ASSIGNMENT =
Copy out the whole article on the Johnson & Johnson talc powder verdict, word for word.

PAGE TEXT =
========================================================================
CVN News

Jury Delivers Win For Johnson & Johnson At $5B+ Talc Powder Trial

Written by David Siegel | Jan 2, 2020 1:32:23 PM

CVN screenshot of J&J attorney Allison Brown delivering her closing argument

St. Louis, MO - Johnson & Johnson has prevailed at the latest trial over the alleged presence of asbestos in its cosmetic talc products, defeating a cancer-stricken women’s lawsuit that sought more than $5 billion in damages.

A Missouri state court jury returned their verdict on December 20 following a two-week trial. Plaintiff Vickie Forrest, 56, claims she developed ovarian cancer from years of using Johnson’s Baby Powder supposedly laced with asbestos.

Her attorneys sought $20 million in compensatory damages and up to $5 billion in punitive damages, according to Courtroom View Network’s gavel-to-gavel webcast of the trial.

J&J successfully argued Forrest suffered from endometriosis, a condition frequently associated with the type of ovarian cancer she developed in 2012.

The verdict is the fourth consecutive cosmetic trial win for J&J, and the eighth overall for the company in 2019, significantly outpacing plaintiff wins for the year.
========================================================================
RECORD SET =
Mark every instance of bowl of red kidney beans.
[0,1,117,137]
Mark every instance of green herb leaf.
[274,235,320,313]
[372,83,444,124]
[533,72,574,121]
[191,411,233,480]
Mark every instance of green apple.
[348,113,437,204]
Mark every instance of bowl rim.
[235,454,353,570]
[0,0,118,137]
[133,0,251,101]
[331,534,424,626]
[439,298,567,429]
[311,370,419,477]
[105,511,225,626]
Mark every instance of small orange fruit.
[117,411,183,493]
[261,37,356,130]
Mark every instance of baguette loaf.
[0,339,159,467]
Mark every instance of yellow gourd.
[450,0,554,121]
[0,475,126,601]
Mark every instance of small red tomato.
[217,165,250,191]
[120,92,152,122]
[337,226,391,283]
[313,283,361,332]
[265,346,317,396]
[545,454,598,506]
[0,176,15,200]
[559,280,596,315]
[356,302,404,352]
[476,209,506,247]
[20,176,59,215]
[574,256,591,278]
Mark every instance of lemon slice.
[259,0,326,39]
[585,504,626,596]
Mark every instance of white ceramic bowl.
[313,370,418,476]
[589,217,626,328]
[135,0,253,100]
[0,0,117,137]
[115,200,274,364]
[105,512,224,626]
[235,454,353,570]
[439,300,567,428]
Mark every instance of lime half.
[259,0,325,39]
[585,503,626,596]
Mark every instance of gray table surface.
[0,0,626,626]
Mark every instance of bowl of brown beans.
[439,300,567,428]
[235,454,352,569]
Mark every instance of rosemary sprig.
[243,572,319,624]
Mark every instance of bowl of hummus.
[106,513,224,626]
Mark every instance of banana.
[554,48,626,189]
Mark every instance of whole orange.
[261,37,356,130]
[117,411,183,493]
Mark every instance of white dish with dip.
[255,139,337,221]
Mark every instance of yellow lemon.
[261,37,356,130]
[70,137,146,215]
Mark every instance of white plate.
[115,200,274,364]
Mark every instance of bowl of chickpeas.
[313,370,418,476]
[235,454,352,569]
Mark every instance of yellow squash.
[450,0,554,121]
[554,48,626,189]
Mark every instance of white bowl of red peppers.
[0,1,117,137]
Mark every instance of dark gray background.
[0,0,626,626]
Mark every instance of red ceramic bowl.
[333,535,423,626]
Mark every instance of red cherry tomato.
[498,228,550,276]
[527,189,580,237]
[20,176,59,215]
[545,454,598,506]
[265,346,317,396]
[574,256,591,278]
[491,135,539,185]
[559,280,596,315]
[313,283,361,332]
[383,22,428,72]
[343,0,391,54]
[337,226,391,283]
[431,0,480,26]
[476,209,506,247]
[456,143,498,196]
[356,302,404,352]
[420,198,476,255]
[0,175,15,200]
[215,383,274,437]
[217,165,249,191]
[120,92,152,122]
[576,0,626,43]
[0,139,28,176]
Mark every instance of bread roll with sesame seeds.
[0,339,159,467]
========================================================================
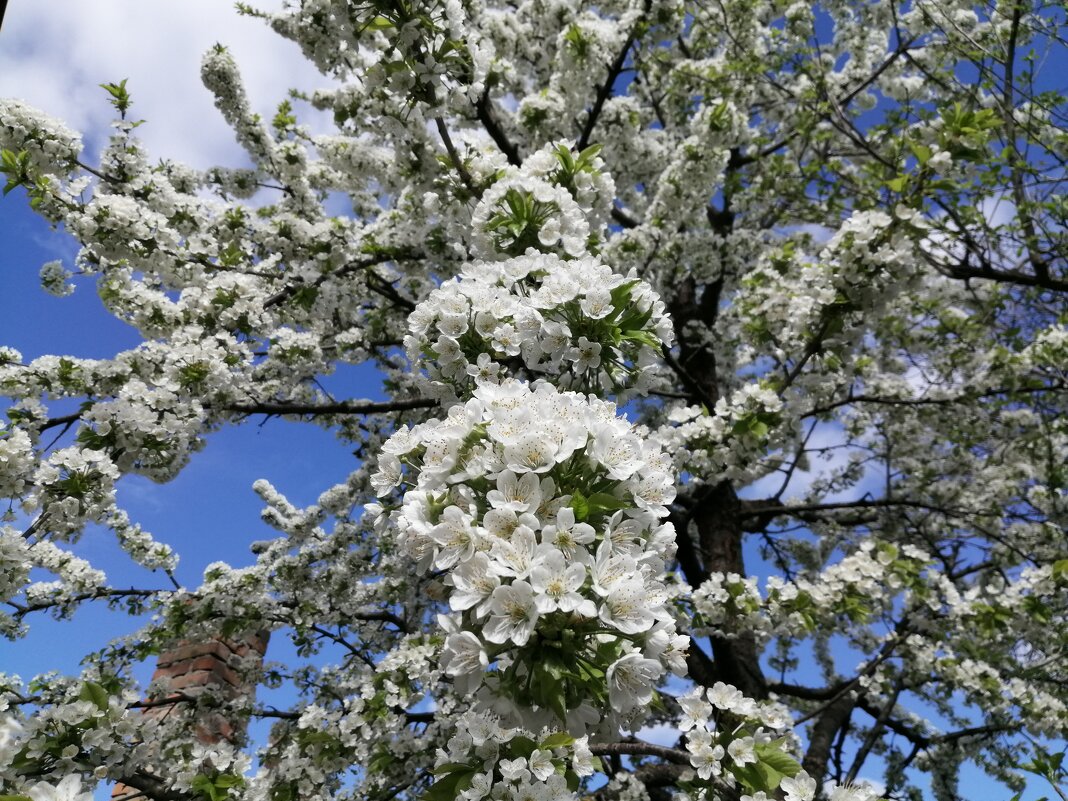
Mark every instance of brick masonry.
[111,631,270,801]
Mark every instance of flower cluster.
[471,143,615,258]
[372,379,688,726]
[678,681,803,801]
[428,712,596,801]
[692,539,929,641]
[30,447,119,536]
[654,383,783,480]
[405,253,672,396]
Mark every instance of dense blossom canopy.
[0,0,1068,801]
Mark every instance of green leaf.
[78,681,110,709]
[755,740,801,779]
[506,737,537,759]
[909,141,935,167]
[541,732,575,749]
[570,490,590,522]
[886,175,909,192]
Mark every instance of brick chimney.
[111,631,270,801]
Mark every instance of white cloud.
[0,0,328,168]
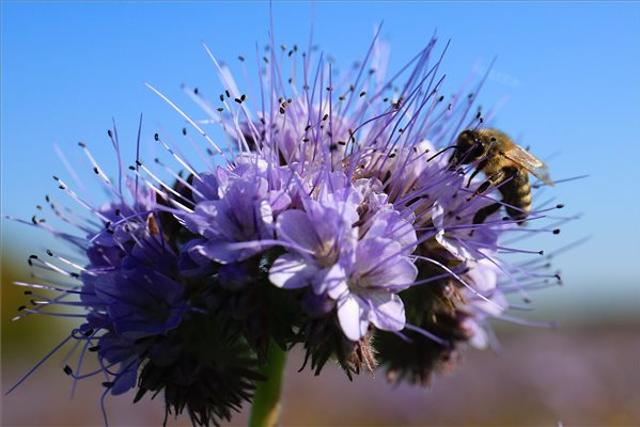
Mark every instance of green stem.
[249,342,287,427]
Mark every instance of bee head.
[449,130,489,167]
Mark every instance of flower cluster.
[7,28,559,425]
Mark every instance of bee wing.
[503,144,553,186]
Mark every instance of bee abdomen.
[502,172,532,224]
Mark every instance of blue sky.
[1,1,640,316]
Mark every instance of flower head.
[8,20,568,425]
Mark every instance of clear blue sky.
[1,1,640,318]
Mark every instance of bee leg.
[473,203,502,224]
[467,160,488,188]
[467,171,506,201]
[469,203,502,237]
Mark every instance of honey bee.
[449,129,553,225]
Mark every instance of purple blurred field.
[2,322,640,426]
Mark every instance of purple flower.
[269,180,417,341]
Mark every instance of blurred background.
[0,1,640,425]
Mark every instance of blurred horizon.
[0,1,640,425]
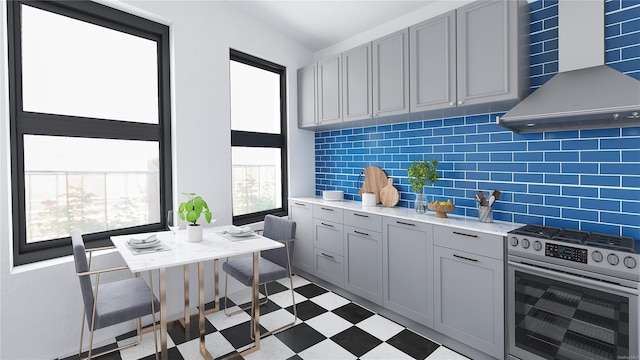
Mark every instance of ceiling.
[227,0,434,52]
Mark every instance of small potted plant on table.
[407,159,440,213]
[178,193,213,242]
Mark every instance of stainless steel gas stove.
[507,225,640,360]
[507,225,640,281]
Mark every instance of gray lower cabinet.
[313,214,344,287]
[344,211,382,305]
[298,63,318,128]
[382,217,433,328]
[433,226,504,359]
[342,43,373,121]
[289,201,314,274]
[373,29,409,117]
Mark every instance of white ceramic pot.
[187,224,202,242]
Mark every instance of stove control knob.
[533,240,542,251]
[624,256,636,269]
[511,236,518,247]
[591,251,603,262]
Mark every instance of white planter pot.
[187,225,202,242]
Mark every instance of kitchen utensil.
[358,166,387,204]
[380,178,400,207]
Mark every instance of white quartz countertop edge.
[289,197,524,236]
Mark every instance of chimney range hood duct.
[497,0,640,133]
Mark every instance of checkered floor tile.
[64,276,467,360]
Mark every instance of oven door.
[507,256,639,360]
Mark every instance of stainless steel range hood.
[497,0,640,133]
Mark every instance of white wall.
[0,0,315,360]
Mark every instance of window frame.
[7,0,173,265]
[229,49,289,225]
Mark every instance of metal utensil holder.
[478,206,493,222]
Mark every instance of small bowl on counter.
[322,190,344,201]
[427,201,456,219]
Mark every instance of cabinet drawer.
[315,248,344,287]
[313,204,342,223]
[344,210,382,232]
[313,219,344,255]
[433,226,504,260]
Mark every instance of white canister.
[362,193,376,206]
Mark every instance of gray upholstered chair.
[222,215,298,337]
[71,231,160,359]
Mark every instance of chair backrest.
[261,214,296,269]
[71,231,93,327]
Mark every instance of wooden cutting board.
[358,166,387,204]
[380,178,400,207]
========================================================================
YOUR RESPONSE =
CVN News

Jury Delivers Win For Johnson & Johnson At $5B+ Talc Powder Trial

Written by David Siegel | Jan 2, 2020 1:32:23 PM

CVN screenshot of J&J attorney Allison Brown delivering her closing argument

St. Louis, MO - Johnson & Johnson has prevailed at the latest trial over the alleged presence of asbestos in its cosmetic talc products, defeating a cancer-stricken women’s lawsuit that sought more than $5 billion in damages.

A Missouri state court jury returned their verdict on December 20 following a two-week trial. Plaintiff Vickie Forrest, 56, claims she developed ovarian cancer from years of using Johnson’s Baby Powder supposedly laced with asbestos.

Her attorneys sought $20 million in compensatory damages and up to $5 billion in punitive damages, according to Courtroom View Network’s gavel-to-gavel webcast of the trial.

J&J successfully argued Forrest suffered from endometriosis, a condition frequently associated with the type of ovarian cancer she developed in 2012.

The verdict is the fourth consecutive cosmetic trial win for J&J, and the eighth overall for the company in 2019, significantly outpacing plaintiff wins for the year.